— Begin PROVIDED MATERIAL —

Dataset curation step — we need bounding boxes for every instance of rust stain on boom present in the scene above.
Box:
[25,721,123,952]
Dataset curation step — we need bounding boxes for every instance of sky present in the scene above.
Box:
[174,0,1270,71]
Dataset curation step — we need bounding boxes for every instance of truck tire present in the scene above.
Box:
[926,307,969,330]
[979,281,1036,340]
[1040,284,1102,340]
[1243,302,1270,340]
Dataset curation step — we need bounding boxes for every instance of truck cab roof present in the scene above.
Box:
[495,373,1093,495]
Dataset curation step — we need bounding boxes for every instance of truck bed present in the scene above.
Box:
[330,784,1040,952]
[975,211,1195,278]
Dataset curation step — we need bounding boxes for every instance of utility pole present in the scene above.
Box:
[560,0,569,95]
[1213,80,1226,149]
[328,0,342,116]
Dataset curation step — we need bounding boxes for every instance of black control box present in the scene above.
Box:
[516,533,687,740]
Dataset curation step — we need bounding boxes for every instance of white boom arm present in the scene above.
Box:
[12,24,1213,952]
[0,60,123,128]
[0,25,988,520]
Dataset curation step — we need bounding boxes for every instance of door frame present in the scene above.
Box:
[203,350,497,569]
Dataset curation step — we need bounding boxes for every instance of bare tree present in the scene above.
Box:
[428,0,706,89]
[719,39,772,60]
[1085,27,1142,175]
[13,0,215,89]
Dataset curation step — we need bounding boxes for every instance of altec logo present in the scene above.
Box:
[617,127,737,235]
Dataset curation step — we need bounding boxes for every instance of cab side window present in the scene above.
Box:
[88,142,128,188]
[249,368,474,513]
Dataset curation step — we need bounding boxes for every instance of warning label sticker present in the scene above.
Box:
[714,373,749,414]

— End PROVIDED MATERIAL —
— Begin PROVIDED MATERIAL —

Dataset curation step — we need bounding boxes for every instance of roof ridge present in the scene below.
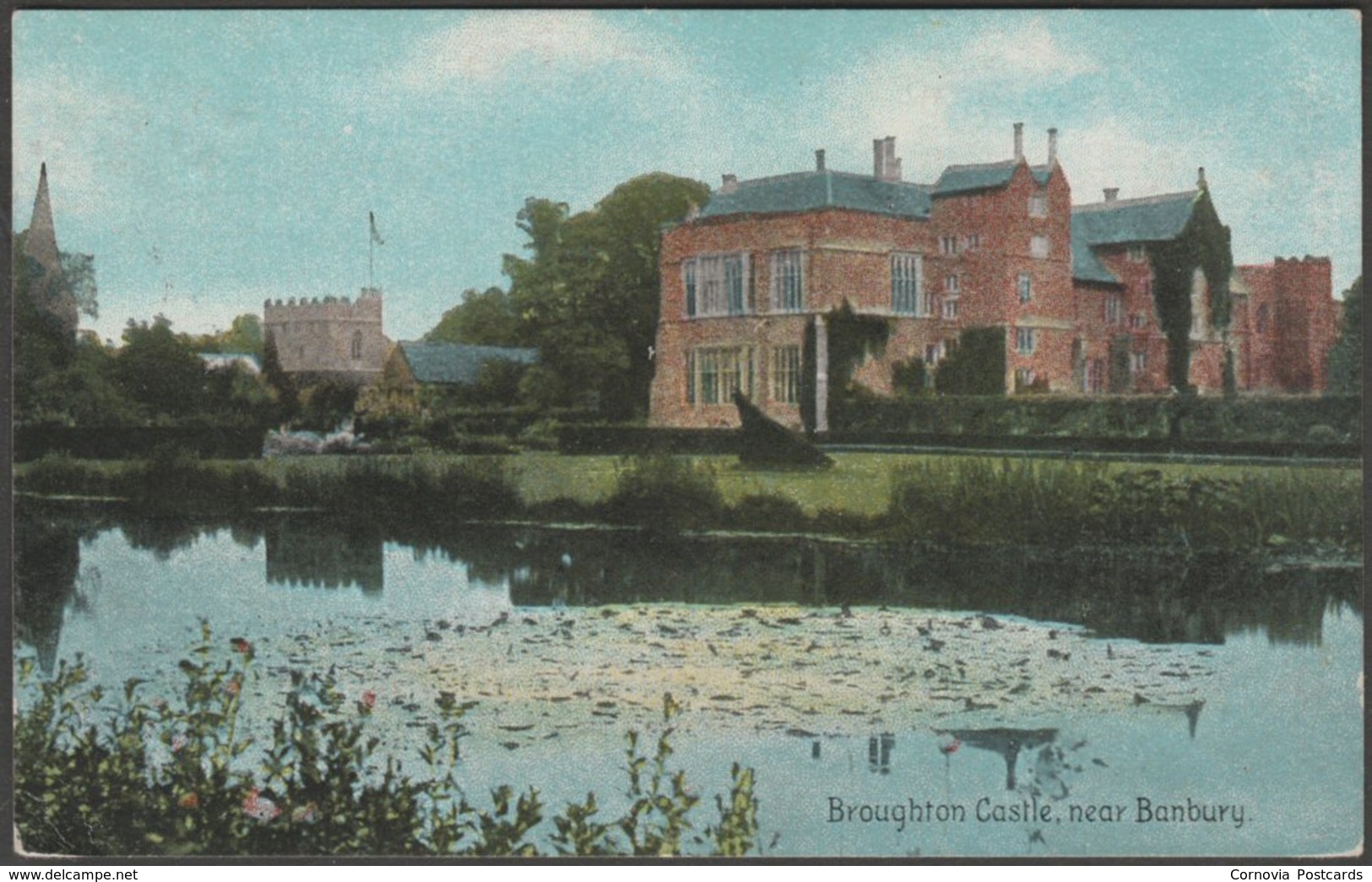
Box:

— End PROVIDED MATERIAL —

Quote everything from the line containing "sticker present in the scene above." down to the line containing "[714,373,749,414]", keeping both end lines and changing nothing.

Dataset curation step — we need bounding boxes for every instance of warning label sticker present in the scene above.
Box:
[714,373,749,414]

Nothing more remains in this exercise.